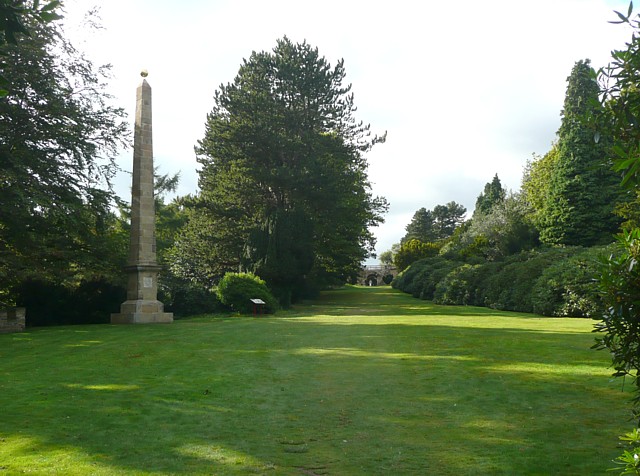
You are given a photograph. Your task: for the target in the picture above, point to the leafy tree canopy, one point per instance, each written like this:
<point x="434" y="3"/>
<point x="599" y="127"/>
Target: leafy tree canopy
<point x="435" y="225"/>
<point x="284" y="181"/>
<point x="493" y="194"/>
<point x="59" y="135"/>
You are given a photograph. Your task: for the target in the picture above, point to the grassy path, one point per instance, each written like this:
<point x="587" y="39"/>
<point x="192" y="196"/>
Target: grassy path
<point x="363" y="381"/>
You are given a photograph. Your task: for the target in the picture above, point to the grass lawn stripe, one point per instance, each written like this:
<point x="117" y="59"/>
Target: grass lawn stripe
<point x="361" y="381"/>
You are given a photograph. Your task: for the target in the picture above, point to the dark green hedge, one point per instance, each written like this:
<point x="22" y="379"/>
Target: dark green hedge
<point x="551" y="282"/>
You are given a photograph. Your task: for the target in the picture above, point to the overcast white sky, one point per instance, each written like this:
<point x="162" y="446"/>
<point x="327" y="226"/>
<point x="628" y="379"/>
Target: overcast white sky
<point x="465" y="89"/>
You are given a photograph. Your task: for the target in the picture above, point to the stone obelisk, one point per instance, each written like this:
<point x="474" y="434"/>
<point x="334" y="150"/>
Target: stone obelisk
<point x="142" y="305"/>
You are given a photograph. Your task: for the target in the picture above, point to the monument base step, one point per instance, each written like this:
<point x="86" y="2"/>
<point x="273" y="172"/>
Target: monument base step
<point x="141" y="312"/>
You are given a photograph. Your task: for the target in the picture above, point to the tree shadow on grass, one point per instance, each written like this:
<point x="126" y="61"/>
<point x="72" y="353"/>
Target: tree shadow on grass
<point x="287" y="396"/>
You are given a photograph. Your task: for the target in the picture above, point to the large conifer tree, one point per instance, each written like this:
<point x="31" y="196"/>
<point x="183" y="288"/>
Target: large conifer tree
<point x="284" y="177"/>
<point x="583" y="191"/>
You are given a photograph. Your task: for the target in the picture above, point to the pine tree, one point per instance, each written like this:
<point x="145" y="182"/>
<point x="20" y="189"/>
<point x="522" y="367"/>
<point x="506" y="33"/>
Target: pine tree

****

DIRECTIONS » Apart from the pictures, set down all the entries above exactly.

OUTPUT FOR THIS EXERCISE »
You are given a photograph. Your task: for the target in the picture above, point to the leafy tree canopy, one point per instance, each written like this:
<point x="434" y="3"/>
<point x="599" y="127"/>
Target: leafy tree canopy
<point x="435" y="225"/>
<point x="284" y="181"/>
<point x="493" y="194"/>
<point x="59" y="135"/>
You are given a photograph. Your task: for the target in the picture above, point to the grassy path, one point per instance, each written like this:
<point x="587" y="39"/>
<point x="192" y="196"/>
Target: grassy path
<point x="363" y="381"/>
You are given a photograph. Your task: for the target in the picture above, point to the grass lawn stripe, one point per instance, each written like this:
<point x="117" y="59"/>
Target: grass lawn stripe
<point x="361" y="381"/>
You are given a photograph. Your task: for the target in the picture above, point to the dark green hedge, one point per instance, each written like this:
<point x="22" y="379"/>
Target: dark green hedge
<point x="551" y="282"/>
You are given a photograph. Your task: for the target in the picture above, point to the overcast white sky, one point per instance, each written like this:
<point x="162" y="446"/>
<point x="327" y="226"/>
<point x="628" y="379"/>
Target: overcast white sky
<point x="465" y="89"/>
You are given a photograph. Your task: for the target in the picture above, point to the stone obelisk, one point per instance, each written like this:
<point x="474" y="434"/>
<point x="334" y="150"/>
Target: stone obelisk
<point x="142" y="305"/>
You are given a photograph. Your task: for the target in the picture above, point to the monument base step, one point per instance, each written like this:
<point x="86" y="2"/>
<point x="273" y="172"/>
Target: monument base step
<point x="141" y="312"/>
You are given a photograph. Your task: for the target in the picture above, point to the tree shadow on grass, one point per instance, each written like this:
<point x="126" y="61"/>
<point x="72" y="353"/>
Target: tree shadow on grass
<point x="287" y="396"/>
You are given a photograph. Your task: for the target in the picture above, point to the large conifer tree, one point per instance, each written like this:
<point x="31" y="196"/>
<point x="183" y="288"/>
Target: large conifer tree
<point x="284" y="177"/>
<point x="583" y="191"/>
You are given a photograph. Your task: for the target in the picture above, point to the pine tree, one point per instance, each written like this:
<point x="145" y="182"/>
<point x="20" y="189"/>
<point x="522" y="367"/>
<point x="506" y="33"/>
Target: pine tree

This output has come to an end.